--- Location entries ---
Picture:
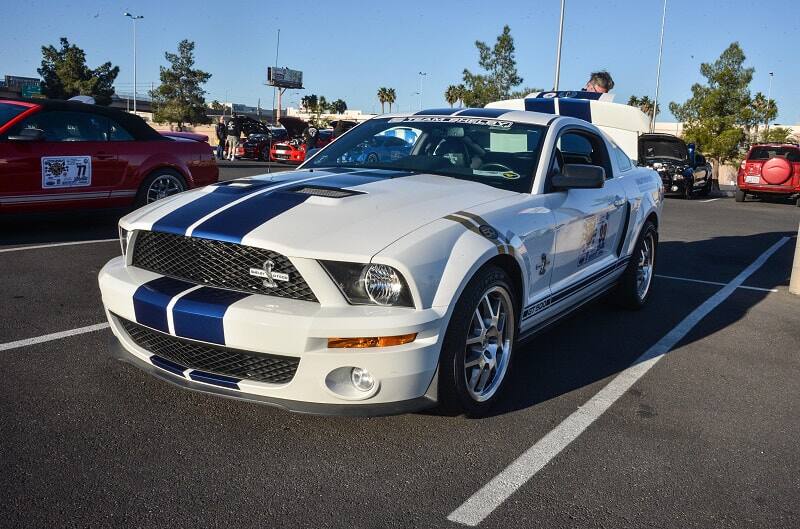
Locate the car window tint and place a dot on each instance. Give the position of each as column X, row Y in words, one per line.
column 117, row 133
column 68, row 126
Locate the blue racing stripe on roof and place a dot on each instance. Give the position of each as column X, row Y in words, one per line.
column 179, row 220
column 483, row 112
column 198, row 315
column 437, row 112
column 151, row 299
column 576, row 108
column 217, row 380
column 237, row 221
column 545, row 106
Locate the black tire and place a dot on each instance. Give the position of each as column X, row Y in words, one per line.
column 628, row 292
column 145, row 196
column 706, row 189
column 455, row 395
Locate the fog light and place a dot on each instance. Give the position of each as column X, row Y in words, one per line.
column 362, row 379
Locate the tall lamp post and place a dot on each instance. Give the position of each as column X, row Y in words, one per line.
column 421, row 75
column 658, row 71
column 134, row 19
column 558, row 49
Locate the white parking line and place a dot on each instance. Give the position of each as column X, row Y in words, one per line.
column 50, row 337
column 715, row 283
column 501, row 487
column 73, row 243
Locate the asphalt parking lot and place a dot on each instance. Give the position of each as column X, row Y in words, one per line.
column 704, row 436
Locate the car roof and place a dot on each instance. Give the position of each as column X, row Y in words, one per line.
column 136, row 126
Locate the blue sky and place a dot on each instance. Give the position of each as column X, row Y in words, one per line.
column 347, row 49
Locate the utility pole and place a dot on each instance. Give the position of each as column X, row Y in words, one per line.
column 421, row 75
column 558, row 49
column 134, row 19
column 658, row 71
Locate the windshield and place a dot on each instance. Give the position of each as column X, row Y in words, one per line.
column 664, row 149
column 9, row 111
column 498, row 153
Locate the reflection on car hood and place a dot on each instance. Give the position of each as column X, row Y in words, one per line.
column 284, row 213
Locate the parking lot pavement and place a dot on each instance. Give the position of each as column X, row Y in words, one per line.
column 707, row 437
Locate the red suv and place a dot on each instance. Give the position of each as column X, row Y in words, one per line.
column 770, row 169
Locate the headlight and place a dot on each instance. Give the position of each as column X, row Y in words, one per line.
column 369, row 284
column 124, row 238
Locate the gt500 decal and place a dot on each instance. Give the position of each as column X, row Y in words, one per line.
column 66, row 171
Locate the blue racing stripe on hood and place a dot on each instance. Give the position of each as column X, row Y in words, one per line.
column 151, row 299
column 198, row 315
column 179, row 220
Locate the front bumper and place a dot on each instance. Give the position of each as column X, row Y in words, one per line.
column 259, row 324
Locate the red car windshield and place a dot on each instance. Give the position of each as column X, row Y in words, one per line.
column 9, row 111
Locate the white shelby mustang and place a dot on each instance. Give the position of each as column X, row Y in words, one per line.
column 388, row 275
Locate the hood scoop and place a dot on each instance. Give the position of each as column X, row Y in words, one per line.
column 326, row 192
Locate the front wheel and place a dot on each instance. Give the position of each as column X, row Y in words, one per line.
column 476, row 352
column 634, row 285
column 161, row 183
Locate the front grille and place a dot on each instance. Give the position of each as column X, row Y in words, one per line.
column 212, row 359
column 217, row 263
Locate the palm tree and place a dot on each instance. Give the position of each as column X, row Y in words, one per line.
column 391, row 97
column 383, row 94
column 451, row 95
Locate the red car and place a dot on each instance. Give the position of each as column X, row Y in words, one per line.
column 67, row 154
column 770, row 169
column 294, row 151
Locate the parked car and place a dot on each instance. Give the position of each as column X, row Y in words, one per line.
column 684, row 171
column 770, row 169
column 66, row 154
column 257, row 146
column 354, row 288
column 294, row 151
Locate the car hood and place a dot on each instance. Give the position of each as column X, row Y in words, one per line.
column 337, row 214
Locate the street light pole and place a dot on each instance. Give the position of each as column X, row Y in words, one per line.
column 658, row 71
column 769, row 99
column 558, row 50
column 134, row 19
column 421, row 75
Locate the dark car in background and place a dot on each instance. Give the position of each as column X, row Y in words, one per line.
column 683, row 171
column 770, row 169
column 68, row 154
column 257, row 146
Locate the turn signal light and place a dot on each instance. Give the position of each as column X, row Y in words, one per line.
column 374, row 341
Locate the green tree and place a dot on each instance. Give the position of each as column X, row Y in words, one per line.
column 718, row 112
column 66, row 74
column 500, row 75
column 644, row 103
column 180, row 97
column 391, row 97
column 338, row 106
column 383, row 97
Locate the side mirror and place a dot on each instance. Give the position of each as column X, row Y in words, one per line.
column 580, row 176
column 28, row 135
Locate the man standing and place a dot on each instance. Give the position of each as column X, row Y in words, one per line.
column 600, row 82
column 234, row 131
column 222, row 133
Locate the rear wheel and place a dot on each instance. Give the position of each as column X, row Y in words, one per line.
column 161, row 183
column 476, row 352
column 634, row 285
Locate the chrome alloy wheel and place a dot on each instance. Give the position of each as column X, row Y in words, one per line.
column 488, row 344
column 644, row 268
column 164, row 185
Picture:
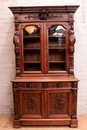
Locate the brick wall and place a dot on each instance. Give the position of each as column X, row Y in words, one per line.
column 7, row 62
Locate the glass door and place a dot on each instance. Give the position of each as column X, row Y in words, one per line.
column 32, row 42
column 56, row 49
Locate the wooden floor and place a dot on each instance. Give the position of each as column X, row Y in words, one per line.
column 6, row 123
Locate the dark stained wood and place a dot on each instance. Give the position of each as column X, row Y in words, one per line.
column 44, row 88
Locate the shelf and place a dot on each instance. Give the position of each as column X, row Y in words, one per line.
column 57, row 61
column 32, row 36
column 53, row 36
column 32, row 48
column 30, row 62
column 57, row 47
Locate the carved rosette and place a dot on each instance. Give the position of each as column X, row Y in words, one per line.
column 74, row 100
column 16, row 105
column 17, row 49
column 72, row 40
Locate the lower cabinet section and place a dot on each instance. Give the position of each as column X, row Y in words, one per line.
column 45, row 106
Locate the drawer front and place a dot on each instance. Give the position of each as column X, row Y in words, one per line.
column 42, row 85
column 59, row 84
column 27, row 85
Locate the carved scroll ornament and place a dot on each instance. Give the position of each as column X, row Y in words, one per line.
column 72, row 38
column 17, row 48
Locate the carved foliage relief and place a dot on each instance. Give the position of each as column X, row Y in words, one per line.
column 72, row 40
column 32, row 103
column 16, row 106
column 17, row 48
column 58, row 103
column 74, row 100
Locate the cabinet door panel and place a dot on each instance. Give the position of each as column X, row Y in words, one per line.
column 59, row 104
column 32, row 48
column 32, row 104
column 57, row 43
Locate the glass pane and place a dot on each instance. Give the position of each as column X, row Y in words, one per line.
column 57, row 50
column 31, row 43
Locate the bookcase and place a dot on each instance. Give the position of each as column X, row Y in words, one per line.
column 45, row 87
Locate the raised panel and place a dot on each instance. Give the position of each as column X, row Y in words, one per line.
column 32, row 103
column 59, row 104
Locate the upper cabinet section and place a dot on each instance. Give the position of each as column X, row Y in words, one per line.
column 44, row 40
column 49, row 13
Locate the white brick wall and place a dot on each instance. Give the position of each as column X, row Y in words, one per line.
column 7, row 63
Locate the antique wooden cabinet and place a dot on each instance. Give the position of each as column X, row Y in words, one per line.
column 44, row 88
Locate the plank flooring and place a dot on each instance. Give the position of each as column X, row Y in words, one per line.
column 6, row 123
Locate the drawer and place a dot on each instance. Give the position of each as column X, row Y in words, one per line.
column 27, row 85
column 59, row 84
column 42, row 85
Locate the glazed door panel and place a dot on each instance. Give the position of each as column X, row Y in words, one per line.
column 32, row 48
column 57, row 46
column 59, row 104
column 32, row 104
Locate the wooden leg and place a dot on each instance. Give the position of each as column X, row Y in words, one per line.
column 74, row 123
column 17, row 124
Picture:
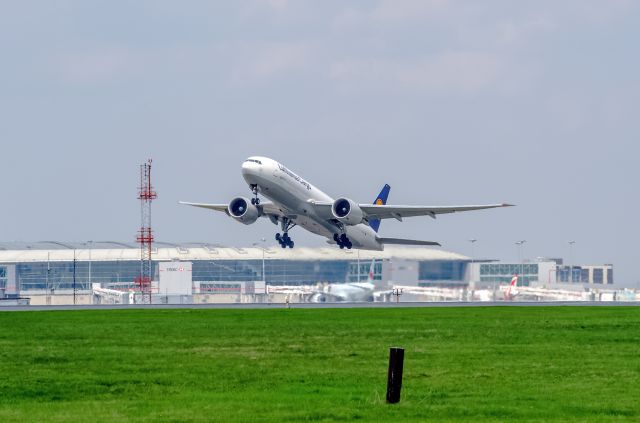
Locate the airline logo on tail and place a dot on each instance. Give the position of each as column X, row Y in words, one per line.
column 380, row 200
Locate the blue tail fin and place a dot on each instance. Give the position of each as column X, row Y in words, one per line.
column 380, row 200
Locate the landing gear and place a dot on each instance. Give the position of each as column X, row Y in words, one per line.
column 342, row 241
column 255, row 200
column 284, row 239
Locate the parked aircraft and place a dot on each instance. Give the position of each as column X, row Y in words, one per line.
column 295, row 202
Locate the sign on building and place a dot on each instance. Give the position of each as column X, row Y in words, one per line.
column 175, row 278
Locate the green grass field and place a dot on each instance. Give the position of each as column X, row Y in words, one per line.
column 461, row 364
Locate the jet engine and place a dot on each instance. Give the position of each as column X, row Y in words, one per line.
column 347, row 211
column 243, row 211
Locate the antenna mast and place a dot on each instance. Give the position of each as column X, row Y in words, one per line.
column 146, row 195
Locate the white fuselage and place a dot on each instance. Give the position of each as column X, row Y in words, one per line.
column 350, row 292
column 293, row 195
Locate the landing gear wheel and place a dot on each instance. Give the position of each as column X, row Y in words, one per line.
column 343, row 241
column 255, row 201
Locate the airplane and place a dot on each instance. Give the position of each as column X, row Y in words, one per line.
column 295, row 202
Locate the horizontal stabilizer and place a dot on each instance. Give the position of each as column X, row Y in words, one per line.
column 400, row 241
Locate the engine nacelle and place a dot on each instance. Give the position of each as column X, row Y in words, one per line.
column 243, row 211
column 347, row 211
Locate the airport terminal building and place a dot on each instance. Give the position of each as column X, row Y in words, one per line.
column 56, row 268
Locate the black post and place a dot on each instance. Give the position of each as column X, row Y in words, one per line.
column 394, row 377
column 74, row 276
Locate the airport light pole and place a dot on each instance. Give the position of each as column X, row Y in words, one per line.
column 571, row 260
column 262, row 242
column 358, row 265
column 47, row 284
column 90, row 244
column 74, row 276
column 473, row 243
column 520, row 244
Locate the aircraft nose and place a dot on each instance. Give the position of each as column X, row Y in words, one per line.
column 250, row 167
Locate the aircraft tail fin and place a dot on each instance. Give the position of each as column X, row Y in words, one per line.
column 370, row 276
column 381, row 199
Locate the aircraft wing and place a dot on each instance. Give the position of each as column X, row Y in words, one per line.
column 374, row 211
column 265, row 208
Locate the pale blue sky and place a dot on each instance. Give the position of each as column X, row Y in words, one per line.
column 450, row 102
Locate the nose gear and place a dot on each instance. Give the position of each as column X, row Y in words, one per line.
column 343, row 241
column 254, row 189
column 284, row 239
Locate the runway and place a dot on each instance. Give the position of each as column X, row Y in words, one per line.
column 249, row 306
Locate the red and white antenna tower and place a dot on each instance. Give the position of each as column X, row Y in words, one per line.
column 146, row 195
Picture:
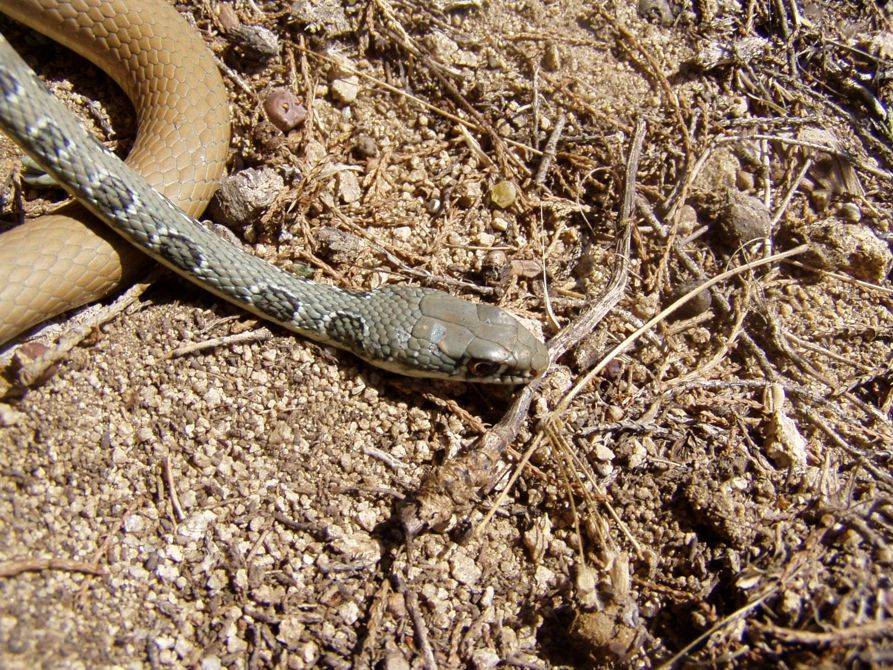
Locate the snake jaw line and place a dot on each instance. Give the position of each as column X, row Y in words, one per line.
column 409, row 330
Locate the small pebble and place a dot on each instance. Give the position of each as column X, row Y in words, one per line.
column 698, row 304
column 244, row 195
column 346, row 90
column 267, row 137
column 688, row 220
column 468, row 193
column 284, row 109
column 348, row 187
column 552, row 57
column 9, row 416
column 227, row 17
column 256, row 41
column 744, row 218
column 744, row 180
column 851, row 212
column 656, row 11
column 494, row 266
column 365, row 147
column 504, row 194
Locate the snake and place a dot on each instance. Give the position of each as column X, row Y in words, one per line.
column 410, row 330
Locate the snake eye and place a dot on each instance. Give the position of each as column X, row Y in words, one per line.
column 483, row 368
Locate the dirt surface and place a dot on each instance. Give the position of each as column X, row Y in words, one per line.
column 720, row 493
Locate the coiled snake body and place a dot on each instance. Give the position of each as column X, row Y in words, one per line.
column 409, row 330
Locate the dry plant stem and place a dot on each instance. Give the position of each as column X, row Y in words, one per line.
column 421, row 274
column 172, row 490
column 456, row 483
column 34, row 370
column 718, row 298
column 549, row 150
column 418, row 622
column 14, row 568
column 839, row 636
column 883, row 290
column 259, row 335
column 426, row 105
column 584, row 381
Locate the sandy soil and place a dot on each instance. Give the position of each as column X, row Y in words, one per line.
column 239, row 506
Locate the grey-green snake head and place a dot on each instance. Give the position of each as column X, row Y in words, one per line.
column 436, row 335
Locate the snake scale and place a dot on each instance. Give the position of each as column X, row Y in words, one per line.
column 409, row 330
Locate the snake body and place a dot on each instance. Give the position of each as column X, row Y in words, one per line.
column 54, row 263
column 410, row 330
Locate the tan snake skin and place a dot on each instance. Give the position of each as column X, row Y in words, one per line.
column 58, row 262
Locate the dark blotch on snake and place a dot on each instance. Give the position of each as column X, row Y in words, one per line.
column 48, row 134
column 112, row 191
column 181, row 251
column 279, row 304
column 9, row 85
column 348, row 329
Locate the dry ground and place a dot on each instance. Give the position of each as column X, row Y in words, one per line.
column 718, row 494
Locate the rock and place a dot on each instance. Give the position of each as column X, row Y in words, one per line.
column 284, row 109
column 697, row 304
column 744, row 219
column 348, row 187
column 346, row 90
column 848, row 248
column 256, row 41
column 504, row 194
column 464, row 569
column 365, row 147
column 244, row 195
column 9, row 416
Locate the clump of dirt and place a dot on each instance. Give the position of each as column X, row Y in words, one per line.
column 719, row 493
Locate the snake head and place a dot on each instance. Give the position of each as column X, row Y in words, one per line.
column 441, row 336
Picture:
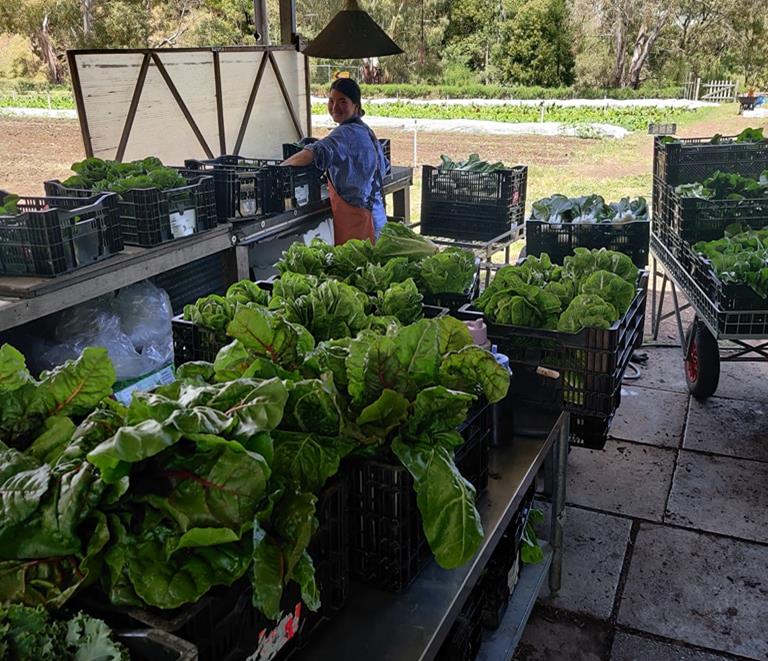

--- GOAL ---
Write out the material word for word, from its first line up to and including the line that contains "column 545, row 106". Leave the pictures out of your answer.

--- ANSWER BELOW ---
Picture:
Locate the car window tint and place a dot on each instance. Give the position of each as column X, row Y in words, one per line.
column 117, row 133
column 68, row 126
Locate the blue racing stripe on roof and place a dot on each instance. Give the position of each as column X, row Y in words, one per line.
column 179, row 220
column 483, row 112
column 198, row 315
column 437, row 112
column 151, row 299
column 576, row 108
column 217, row 380
column 237, row 221
column 545, row 106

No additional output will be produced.